▶ _Saved entries_
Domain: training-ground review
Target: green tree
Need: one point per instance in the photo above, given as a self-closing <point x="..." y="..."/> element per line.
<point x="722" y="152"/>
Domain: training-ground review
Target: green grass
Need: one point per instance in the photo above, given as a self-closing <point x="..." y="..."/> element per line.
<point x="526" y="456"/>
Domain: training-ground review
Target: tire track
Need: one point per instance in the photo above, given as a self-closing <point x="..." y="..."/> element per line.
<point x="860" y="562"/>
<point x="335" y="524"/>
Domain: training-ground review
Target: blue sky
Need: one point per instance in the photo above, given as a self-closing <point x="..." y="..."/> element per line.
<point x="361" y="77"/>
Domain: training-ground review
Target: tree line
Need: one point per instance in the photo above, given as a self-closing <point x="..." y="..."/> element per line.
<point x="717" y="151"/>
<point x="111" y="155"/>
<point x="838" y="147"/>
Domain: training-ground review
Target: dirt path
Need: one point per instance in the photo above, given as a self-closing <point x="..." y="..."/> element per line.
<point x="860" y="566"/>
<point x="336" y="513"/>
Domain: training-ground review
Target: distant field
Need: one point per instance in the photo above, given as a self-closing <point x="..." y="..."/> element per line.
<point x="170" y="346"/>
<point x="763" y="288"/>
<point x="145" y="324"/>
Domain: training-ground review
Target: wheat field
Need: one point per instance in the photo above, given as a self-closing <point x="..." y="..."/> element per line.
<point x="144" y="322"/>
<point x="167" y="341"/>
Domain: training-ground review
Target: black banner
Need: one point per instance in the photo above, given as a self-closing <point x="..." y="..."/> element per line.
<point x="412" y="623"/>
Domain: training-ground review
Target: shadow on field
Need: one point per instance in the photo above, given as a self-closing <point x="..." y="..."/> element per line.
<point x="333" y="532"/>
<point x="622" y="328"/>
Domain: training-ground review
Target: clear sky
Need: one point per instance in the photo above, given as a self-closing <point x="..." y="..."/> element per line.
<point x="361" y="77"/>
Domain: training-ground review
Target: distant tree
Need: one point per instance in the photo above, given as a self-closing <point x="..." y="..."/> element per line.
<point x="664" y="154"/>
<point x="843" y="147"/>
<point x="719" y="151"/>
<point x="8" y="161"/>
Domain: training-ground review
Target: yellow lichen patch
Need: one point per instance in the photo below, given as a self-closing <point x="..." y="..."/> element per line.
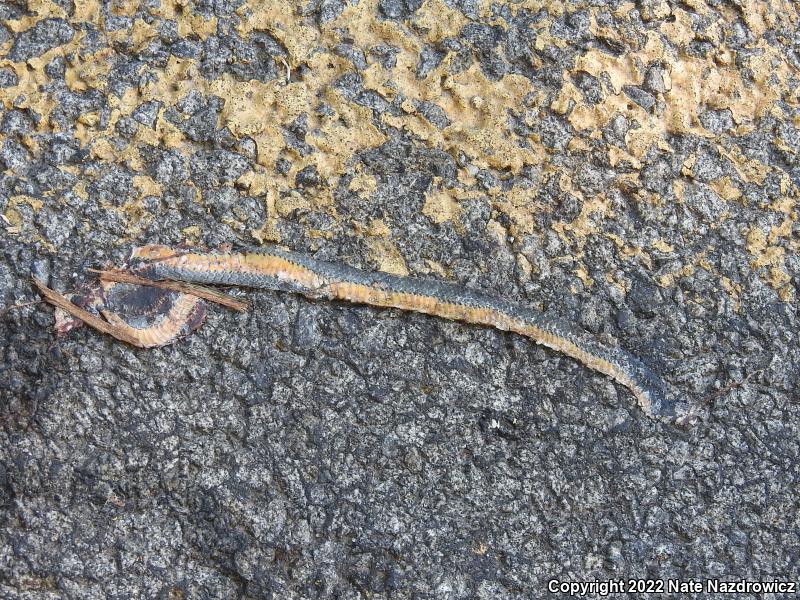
<point x="285" y="205"/>
<point x="88" y="72"/>
<point x="725" y="188"/>
<point x="663" y="246"/>
<point x="770" y="256"/>
<point x="437" y="21"/>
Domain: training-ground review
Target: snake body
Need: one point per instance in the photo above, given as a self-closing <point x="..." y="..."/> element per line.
<point x="277" y="269"/>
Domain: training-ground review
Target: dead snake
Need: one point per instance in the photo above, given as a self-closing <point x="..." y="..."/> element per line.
<point x="276" y="269"/>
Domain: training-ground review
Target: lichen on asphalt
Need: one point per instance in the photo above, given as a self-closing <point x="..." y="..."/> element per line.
<point x="631" y="167"/>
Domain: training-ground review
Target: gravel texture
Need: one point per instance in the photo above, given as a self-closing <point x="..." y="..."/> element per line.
<point x="313" y="449"/>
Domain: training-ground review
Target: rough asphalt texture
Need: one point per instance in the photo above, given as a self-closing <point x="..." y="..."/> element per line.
<point x="312" y="449"/>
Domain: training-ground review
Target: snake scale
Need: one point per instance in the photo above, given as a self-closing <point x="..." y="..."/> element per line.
<point x="276" y="269"/>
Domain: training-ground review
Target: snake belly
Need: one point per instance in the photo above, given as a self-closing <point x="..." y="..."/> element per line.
<point x="277" y="269"/>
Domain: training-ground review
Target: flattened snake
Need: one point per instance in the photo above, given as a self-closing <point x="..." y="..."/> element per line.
<point x="276" y="269"/>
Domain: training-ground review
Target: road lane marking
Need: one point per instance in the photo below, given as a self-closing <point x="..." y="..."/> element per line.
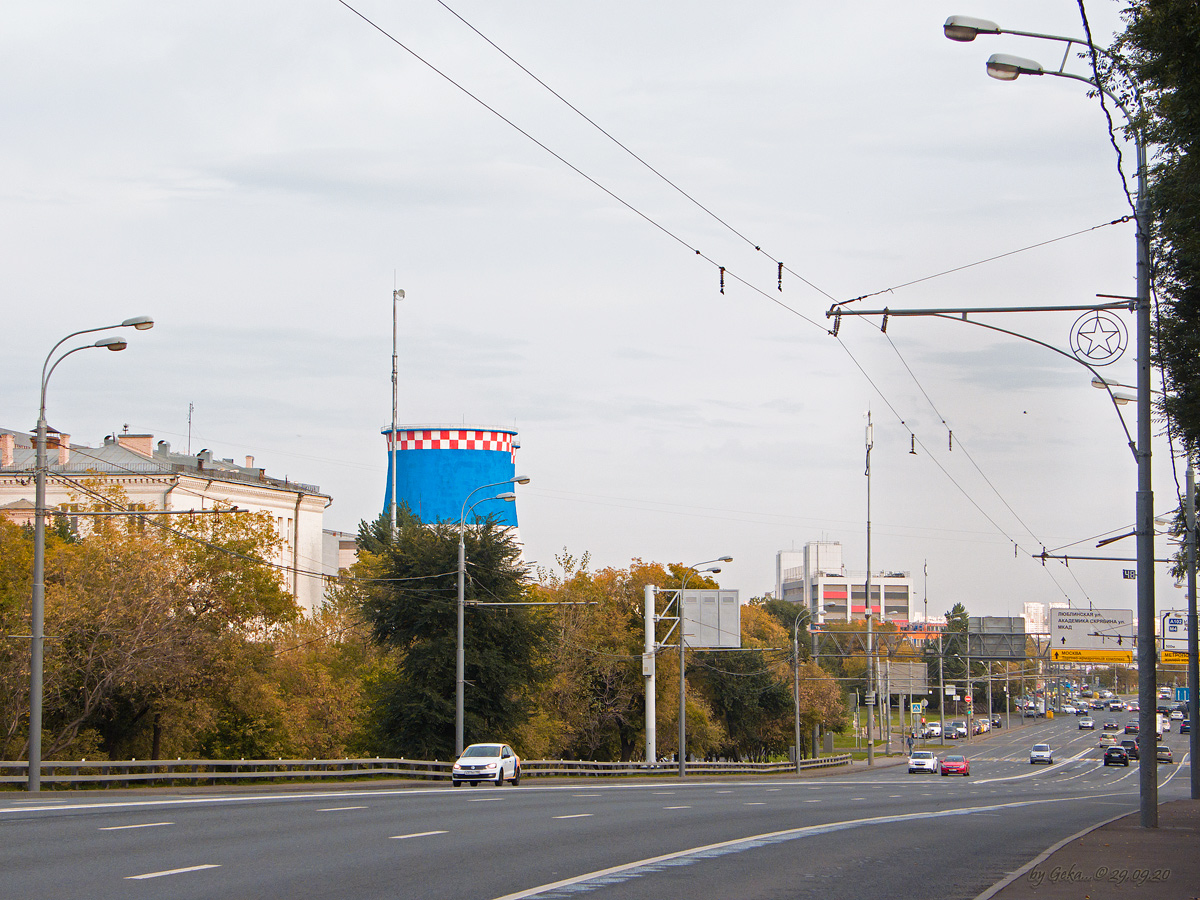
<point x="171" y="871"/>
<point x="415" y="834"/>
<point x="628" y="871"/>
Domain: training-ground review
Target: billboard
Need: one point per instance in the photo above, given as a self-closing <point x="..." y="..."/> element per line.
<point x="1091" y="630"/>
<point x="712" y="619"/>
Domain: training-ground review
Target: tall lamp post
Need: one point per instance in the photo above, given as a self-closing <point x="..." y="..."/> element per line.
<point x="683" y="685"/>
<point x="37" y="616"/>
<point x="460" y="653"/>
<point x="396" y="297"/>
<point x="796" y="682"/>
<point x="1007" y="69"/>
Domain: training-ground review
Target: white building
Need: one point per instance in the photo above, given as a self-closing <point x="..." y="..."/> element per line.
<point x="817" y="577"/>
<point x="155" y="478"/>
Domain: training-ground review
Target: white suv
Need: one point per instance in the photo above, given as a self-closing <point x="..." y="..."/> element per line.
<point x="923" y="761"/>
<point x="1042" y="753"/>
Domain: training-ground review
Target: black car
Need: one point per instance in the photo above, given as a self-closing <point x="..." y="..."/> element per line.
<point x="1116" y="755"/>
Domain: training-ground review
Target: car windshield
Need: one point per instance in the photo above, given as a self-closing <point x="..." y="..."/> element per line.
<point x="483" y="750"/>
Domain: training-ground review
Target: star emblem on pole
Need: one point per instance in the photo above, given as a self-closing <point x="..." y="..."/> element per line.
<point x="1098" y="337"/>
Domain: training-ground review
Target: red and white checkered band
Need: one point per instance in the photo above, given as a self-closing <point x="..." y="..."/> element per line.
<point x="454" y="439"/>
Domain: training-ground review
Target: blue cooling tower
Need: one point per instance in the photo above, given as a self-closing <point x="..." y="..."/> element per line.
<point x="438" y="466"/>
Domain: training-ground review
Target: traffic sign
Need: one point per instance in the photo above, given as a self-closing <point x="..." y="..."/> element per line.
<point x="1091" y="629"/>
<point x="1107" y="657"/>
<point x="1175" y="629"/>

▶ _Instructions for the task_
Except for the pictures, copy the material above exactly.

▶ _Solved problem_
Domain: training-ground review
Target: green tree
Need: one point per instance in the photo above, given as a self-closing <point x="..." y="..."/> element per line.
<point x="722" y="152"/>
Domain: training-ground review
Target: green grass
Need: one point per instance in the photo above, given as a self-closing <point x="..." y="..."/> element per line.
<point x="526" y="456"/>
Domain: training-ground review
Target: tire track
Need: one point per instance in the photo above, given as a self-closing <point x="..." y="..."/> element per line.
<point x="860" y="562"/>
<point x="335" y="524"/>
Domain: training-ground review
Target: blue sky
Need: one point per instance in the photo above, given as a self-closing <point x="..." y="..."/> element per line.
<point x="361" y="77"/>
Domain: training-ground review
Target: tree line
Need: one point per instance in the photo above, given as a self-closing <point x="..." y="..."/> element per line.
<point x="717" y="151"/>
<point x="111" y="155"/>
<point x="838" y="147"/>
Domain: training-ground review
Target: dirt path
Need: one point per instance in the photo above, given as a self-closing <point x="..." y="..."/> element per line.
<point x="860" y="566"/>
<point x="336" y="513"/>
Domain: training-ground review
Target: distant field
Need: one point per instance in the photo above, given as a self-closing <point x="..." y="..."/> element per line.
<point x="170" y="346"/>
<point x="763" y="288"/>
<point x="145" y="324"/>
Domain: training-ground review
Target: wheat field
Need: one point per instance in the photo above, given as a self-closing <point x="..." y="..."/> element per line.
<point x="144" y="322"/>
<point x="167" y="341"/>
Domain: training-ground review
Target: black banner
Need: one point per instance in the photo above, given as a self-closing <point x="..." y="..."/> element per line.
<point x="412" y="623"/>
Domain: training-ground review
Target: shadow on field
Need: one point per instance in the photo above, given as a self-closing <point x="..." y="..."/> element per line.
<point x="333" y="532"/>
<point x="622" y="328"/>
Domain: training-ground review
Target: clear sky
Need: one point per instance in the photo above, given as a self-closing <point x="..." y="..."/> element per line.
<point x="361" y="77"/>
Domain: training-ground review
Target: distant tree
Need: one point per instance in the photo above, given as a self-closing <point x="..." y="..."/> element per line.
<point x="664" y="154"/>
<point x="843" y="147"/>
<point x="719" y="151"/>
<point x="8" y="161"/>
Domain: training-ground review
Target: yellow lichen patch
Need: one point per instance in the photo below, given as a self-closing <point x="..." y="..."/> element per line.
<point x="285" y="205"/>
<point x="88" y="72"/>
<point x="725" y="188"/>
<point x="663" y="246"/>
<point x="770" y="256"/>
<point x="437" y="21"/>
Domain: training-ground review
Target: snake body
Need: one point per instance in the photo above, given as a self-closing <point x="..." y="..."/> element per line.
<point x="277" y="269"/>
Domain: training-ground review
Target: dead snake
Need: one point per instance in the photo above, given as a self-closing <point x="..." y="..."/> element per line.
<point x="276" y="269"/>
Domain: training-ground review
Target: lichen on asphalt
Need: one point per instance in the photo above, given as a self-closing <point x="..." y="..."/> element per line.
<point x="631" y="167"/>
Domain: training-ground review
Target: gravel texture
Need: one point per instance in the photo above, given as a self-closing <point x="..." y="..."/> element per line.
<point x="313" y="449"/>
Domain: training-ground review
Target: rough asphalt texture
Need: one point per instance in the photo above, given as a self-closing <point x="..." y="..."/> element per line.
<point x="312" y="449"/>
Domain: training-ground review
Target: snake scale
Need: one point per instance in the photo above, given as a self-closing <point x="..." y="..."/> element per line.
<point x="276" y="269"/>
Domain: training-ground review
Target: snake belly
Need: one point per instance in the photo above, given as a self-closing <point x="..." y="..."/> element per line.
<point x="277" y="269"/>
Domain: training-ground review
Target: flattened snake
Need: one point per instance in the photo above, given as a self-closing <point x="..." y="..."/> element per line.
<point x="276" y="269"/>
Domain: training-ground review
Target: road lane marking
Need: one point per instance in the photo below, given as a self-closing <point x="..." y="..."/> element per line.
<point x="171" y="871"/>
<point x="415" y="834"/>
<point x="628" y="871"/>
Domain: training-ground review
Target: billboard
Need: one point per instance in the photo above, given as a self-closing <point x="..." y="..."/> element per line.
<point x="1091" y="630"/>
<point x="712" y="619"/>
Domain: training-ground review
Target: tall lamp post
Need: one point per instance in the photo above, given as a self-closing <point x="..." y="..."/> element per line.
<point x="683" y="685"/>
<point x="37" y="616"/>
<point x="460" y="653"/>
<point x="396" y="297"/>
<point x="796" y="682"/>
<point x="1007" y="69"/>
Domain: training-ground review
Target: white building
Need: one point per instance in the photo above, given as a self-closing <point x="..." y="..."/> element per line.
<point x="817" y="577"/>
<point x="155" y="478"/>
Domain: training-ground review
Target: white suv
Need: one point per instance in the photo above, given as a self-closing <point x="..." y="..."/> element per line.
<point x="923" y="761"/>
<point x="1042" y="753"/>
Domain: training-ground review
Target: black car
Need: one point per instance in the photo above, given as a self-closing <point x="..." y="..."/> element per line.
<point x="1116" y="755"/>
Domain: training-ground review
Target: car windshield
Need: one point per instance in the photo above, given as a self-closing <point x="..." y="..."/> element per line.
<point x="483" y="750"/>
Domain: training-ground review
Target: star emblem on pole
Need: one point per instance in the photo above, given as a self-closing <point x="..." y="..."/> element per line.
<point x="1098" y="337"/>
Domain: training-ground review
Target: red and white checkered band
Need: one point per instance in the photo above, given as a self-closing <point x="..." y="..."/> element per line.
<point x="454" y="439"/>
Domain: training-ground review
Target: blue cooling tower
Need: one point per instance in the photo above, given as a self-closing <point x="..." y="..."/> element per line.
<point x="438" y="466"/>
Domain: training-ground review
Target: traffic sign
Need: one point per instance in the photo above, given as a self-closing <point x="..." y="..."/> element per line.
<point x="1091" y="629"/>
<point x="1107" y="657"/>
<point x="1175" y="629"/>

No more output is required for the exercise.